start

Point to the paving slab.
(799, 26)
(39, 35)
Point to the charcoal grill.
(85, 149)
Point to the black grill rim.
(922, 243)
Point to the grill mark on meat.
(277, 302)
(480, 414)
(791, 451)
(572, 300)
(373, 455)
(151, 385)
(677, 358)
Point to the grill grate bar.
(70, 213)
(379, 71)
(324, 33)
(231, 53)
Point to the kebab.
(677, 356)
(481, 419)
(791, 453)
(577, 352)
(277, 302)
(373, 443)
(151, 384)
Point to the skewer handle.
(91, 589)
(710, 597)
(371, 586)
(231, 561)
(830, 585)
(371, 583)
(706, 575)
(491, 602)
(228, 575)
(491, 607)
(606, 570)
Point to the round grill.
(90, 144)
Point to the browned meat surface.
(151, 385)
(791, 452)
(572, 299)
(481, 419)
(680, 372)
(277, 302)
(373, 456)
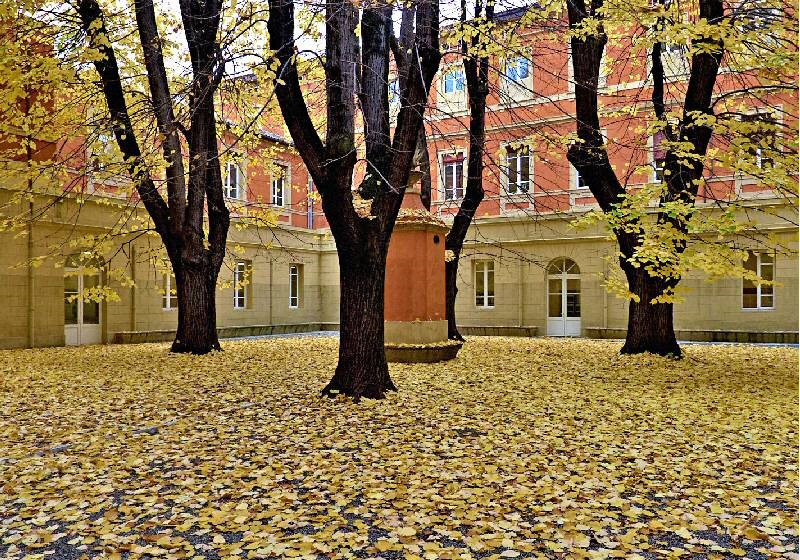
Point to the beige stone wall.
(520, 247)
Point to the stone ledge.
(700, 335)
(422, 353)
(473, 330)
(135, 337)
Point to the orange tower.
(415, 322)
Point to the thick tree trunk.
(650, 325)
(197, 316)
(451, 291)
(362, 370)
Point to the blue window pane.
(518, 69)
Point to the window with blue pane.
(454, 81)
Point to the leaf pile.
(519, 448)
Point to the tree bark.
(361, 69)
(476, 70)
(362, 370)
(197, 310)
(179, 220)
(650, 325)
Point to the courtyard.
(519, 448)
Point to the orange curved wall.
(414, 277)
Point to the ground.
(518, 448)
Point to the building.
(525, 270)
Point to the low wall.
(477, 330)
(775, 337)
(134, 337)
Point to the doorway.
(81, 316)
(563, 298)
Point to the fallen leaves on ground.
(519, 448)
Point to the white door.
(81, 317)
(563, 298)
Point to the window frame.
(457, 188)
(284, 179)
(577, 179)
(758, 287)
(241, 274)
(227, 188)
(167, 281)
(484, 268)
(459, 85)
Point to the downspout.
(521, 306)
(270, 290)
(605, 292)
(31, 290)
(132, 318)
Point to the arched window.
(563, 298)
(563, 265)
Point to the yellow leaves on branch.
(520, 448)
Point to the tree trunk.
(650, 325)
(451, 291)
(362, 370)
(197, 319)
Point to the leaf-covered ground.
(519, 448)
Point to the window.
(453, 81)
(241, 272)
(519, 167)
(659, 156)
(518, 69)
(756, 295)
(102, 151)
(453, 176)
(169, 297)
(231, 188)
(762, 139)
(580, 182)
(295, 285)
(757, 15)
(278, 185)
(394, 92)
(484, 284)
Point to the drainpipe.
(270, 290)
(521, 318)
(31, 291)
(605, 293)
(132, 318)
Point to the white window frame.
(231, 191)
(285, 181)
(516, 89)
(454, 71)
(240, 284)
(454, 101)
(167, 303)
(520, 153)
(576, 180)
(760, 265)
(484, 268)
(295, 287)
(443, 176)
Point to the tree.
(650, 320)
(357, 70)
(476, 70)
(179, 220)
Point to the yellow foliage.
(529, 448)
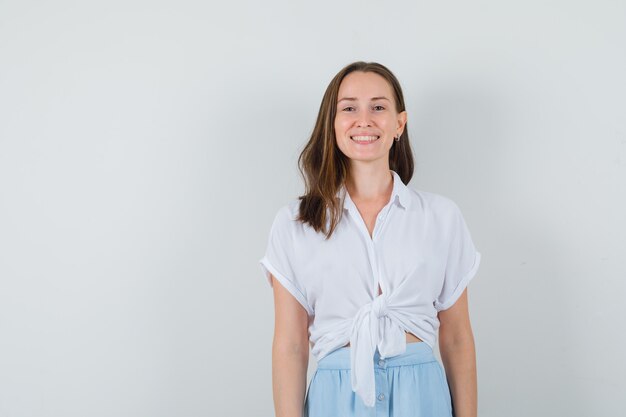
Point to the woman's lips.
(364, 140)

end
start

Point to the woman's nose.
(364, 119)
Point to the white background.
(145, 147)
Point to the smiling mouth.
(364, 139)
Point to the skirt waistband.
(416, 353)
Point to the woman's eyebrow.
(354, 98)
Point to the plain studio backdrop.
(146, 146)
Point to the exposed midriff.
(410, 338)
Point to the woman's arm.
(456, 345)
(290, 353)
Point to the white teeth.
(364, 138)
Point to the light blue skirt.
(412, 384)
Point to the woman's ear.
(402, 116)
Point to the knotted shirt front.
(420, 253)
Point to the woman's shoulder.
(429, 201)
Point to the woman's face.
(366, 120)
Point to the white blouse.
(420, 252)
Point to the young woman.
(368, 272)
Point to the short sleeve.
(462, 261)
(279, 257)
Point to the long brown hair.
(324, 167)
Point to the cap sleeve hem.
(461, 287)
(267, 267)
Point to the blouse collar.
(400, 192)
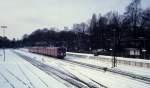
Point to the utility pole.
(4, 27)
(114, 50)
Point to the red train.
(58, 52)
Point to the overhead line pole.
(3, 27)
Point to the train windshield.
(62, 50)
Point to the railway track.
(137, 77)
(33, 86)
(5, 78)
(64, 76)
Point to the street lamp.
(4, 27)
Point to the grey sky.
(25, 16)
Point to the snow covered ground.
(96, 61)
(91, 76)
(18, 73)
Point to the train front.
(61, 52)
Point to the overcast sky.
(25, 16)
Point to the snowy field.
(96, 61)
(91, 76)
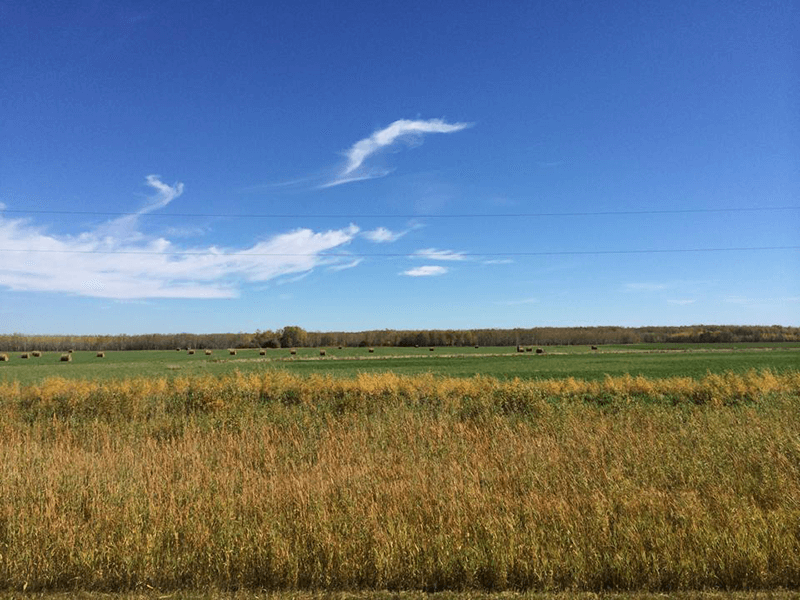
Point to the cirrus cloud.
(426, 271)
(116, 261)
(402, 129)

end
start

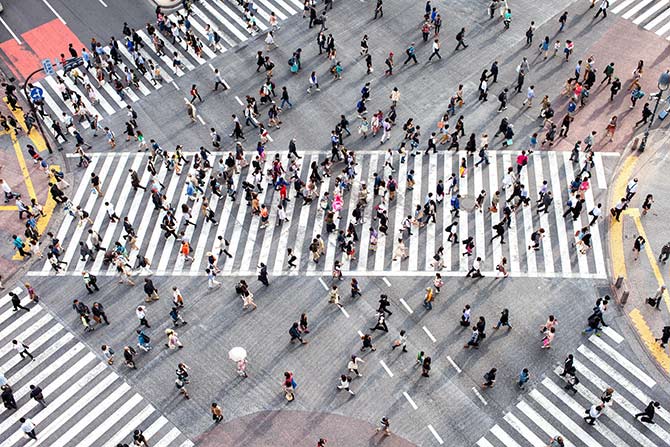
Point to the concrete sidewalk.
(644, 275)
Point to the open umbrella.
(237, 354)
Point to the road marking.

end

**What is being asked:** Gather each line of the records that contains the word "leaves", treating case as significant.

**Written answer:**
Point to the fallen leaves on ground.
Point to the yellow leaves on branch.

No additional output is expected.